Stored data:

————

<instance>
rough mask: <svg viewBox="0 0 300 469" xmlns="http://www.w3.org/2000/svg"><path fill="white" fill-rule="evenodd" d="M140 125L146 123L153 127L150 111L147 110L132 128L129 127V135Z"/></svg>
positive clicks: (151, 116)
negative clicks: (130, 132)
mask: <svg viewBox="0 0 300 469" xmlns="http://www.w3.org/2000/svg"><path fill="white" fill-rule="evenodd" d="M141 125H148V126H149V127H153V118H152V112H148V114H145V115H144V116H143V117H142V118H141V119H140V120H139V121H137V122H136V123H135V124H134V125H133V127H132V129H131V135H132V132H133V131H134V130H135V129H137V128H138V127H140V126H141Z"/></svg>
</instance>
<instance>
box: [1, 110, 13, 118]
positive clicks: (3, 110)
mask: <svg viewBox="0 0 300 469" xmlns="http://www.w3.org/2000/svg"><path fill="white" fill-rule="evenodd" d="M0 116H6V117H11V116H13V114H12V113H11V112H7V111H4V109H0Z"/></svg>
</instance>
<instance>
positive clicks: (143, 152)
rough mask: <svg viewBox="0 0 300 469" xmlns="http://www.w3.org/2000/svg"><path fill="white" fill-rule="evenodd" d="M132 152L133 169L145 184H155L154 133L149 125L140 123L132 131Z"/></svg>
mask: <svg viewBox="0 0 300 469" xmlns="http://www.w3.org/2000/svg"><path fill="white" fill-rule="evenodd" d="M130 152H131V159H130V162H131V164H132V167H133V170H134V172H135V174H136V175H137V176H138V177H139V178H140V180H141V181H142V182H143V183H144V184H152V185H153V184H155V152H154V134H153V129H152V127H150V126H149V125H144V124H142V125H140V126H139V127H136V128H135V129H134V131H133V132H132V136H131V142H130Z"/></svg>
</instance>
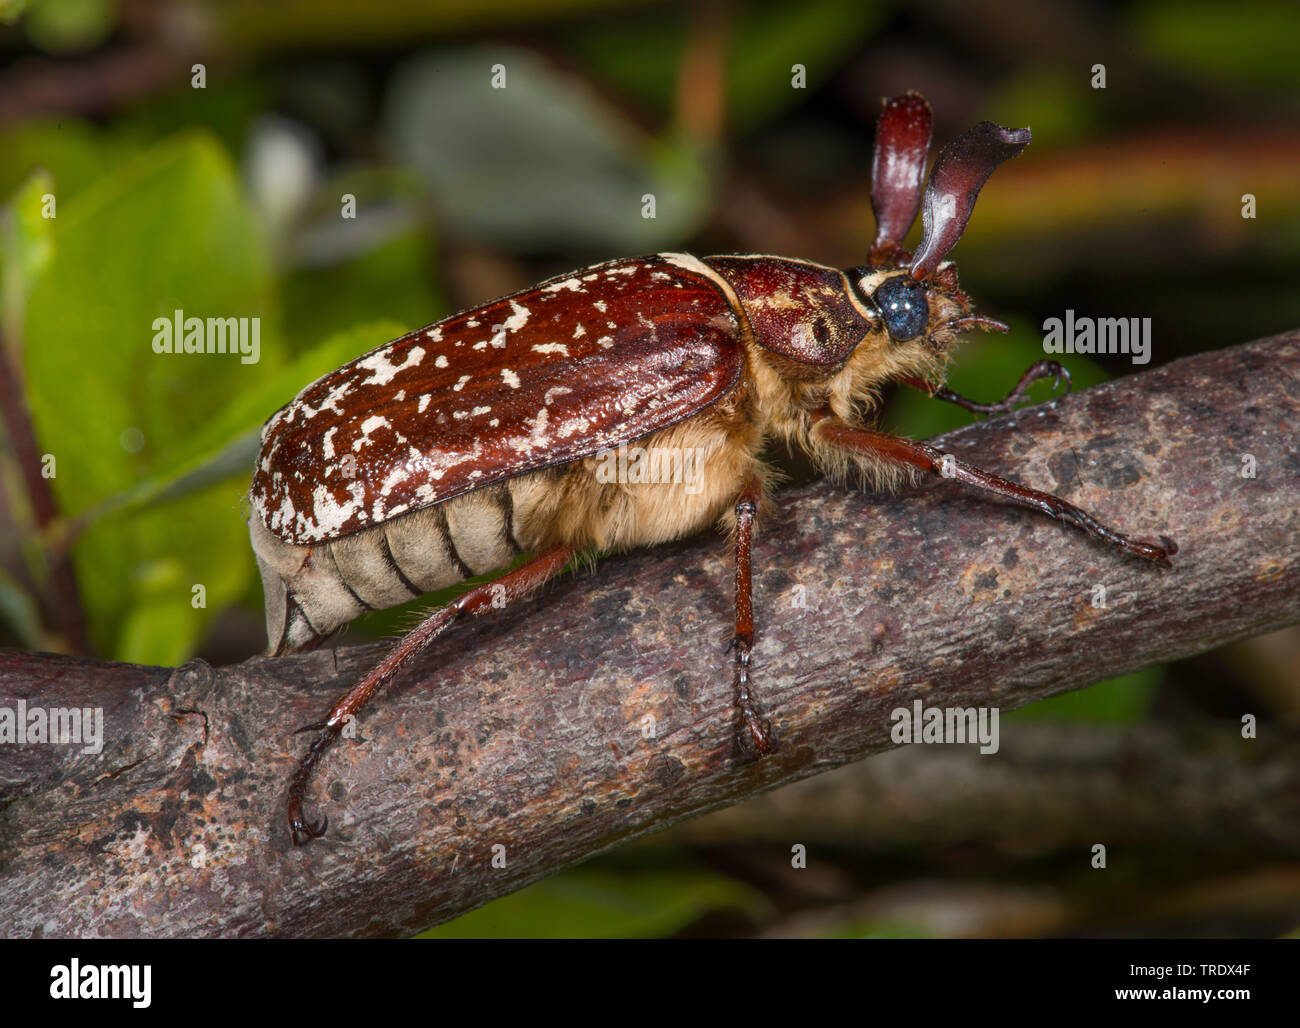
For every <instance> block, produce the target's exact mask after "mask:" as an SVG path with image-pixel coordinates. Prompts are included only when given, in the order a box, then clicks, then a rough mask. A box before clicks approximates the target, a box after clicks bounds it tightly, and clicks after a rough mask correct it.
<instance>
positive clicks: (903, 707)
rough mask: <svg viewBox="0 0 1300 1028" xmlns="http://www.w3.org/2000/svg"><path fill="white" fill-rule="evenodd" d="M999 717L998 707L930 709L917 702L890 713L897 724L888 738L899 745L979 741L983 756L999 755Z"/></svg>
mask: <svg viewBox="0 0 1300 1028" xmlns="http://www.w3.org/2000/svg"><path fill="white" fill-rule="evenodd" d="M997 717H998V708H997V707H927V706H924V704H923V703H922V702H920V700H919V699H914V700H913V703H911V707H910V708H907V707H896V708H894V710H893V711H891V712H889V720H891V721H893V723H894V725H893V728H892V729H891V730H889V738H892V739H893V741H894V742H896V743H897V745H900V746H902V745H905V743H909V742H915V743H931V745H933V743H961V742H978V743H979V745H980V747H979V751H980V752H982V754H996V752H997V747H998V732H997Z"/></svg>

————

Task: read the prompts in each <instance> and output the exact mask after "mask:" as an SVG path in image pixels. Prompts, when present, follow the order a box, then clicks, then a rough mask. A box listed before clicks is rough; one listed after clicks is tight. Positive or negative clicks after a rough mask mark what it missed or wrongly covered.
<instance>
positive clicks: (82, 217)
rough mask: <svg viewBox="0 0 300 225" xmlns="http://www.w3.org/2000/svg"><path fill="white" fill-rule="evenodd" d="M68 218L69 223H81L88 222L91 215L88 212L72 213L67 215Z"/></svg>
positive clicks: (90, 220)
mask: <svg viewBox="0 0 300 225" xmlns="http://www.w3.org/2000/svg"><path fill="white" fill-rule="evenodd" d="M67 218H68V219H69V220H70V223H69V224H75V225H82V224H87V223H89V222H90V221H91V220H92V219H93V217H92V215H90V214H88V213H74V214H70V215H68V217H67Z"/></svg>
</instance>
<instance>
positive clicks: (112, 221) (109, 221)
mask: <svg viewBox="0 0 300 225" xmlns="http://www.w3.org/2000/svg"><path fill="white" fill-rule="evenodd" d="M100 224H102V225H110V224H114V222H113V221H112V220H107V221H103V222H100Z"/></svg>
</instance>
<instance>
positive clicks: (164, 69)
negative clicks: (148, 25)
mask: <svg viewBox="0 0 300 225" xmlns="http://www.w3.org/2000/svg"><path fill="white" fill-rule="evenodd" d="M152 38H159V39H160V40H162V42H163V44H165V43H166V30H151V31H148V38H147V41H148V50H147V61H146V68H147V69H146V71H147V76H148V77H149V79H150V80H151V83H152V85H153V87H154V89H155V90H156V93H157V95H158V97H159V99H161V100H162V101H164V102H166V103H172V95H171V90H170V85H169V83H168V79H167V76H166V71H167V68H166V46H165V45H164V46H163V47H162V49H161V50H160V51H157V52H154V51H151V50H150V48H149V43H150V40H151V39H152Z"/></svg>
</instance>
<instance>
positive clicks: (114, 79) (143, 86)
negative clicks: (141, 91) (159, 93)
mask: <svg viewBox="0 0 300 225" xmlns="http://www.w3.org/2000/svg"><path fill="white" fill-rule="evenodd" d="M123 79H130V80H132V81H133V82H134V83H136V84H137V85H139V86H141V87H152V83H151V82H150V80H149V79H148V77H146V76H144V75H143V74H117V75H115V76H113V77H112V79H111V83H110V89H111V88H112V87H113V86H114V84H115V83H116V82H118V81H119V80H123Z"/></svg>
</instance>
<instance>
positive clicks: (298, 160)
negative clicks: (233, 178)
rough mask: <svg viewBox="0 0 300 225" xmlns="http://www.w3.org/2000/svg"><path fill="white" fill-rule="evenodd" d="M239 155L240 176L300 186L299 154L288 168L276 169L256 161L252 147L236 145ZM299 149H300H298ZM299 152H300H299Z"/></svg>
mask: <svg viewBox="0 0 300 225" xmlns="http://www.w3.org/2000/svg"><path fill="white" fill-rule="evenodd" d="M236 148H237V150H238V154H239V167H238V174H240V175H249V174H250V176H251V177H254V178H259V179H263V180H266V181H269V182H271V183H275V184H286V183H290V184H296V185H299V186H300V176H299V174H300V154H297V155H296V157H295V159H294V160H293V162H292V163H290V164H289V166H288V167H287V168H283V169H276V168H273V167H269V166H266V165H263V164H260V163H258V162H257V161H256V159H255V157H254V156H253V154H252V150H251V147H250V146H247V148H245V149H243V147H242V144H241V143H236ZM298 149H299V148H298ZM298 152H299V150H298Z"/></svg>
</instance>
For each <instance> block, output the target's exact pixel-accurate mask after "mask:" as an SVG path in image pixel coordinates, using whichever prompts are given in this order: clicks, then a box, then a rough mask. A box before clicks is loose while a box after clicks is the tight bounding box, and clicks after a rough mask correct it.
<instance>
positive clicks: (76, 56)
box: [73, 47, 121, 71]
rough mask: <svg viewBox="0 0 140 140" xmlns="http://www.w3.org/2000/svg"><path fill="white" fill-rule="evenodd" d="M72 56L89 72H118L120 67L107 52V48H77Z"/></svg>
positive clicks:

————

§ **Exercise**
Count the lines of the records that contain the string "negative", with case mattering. Give only the number.

§ **Answer to the problem**
5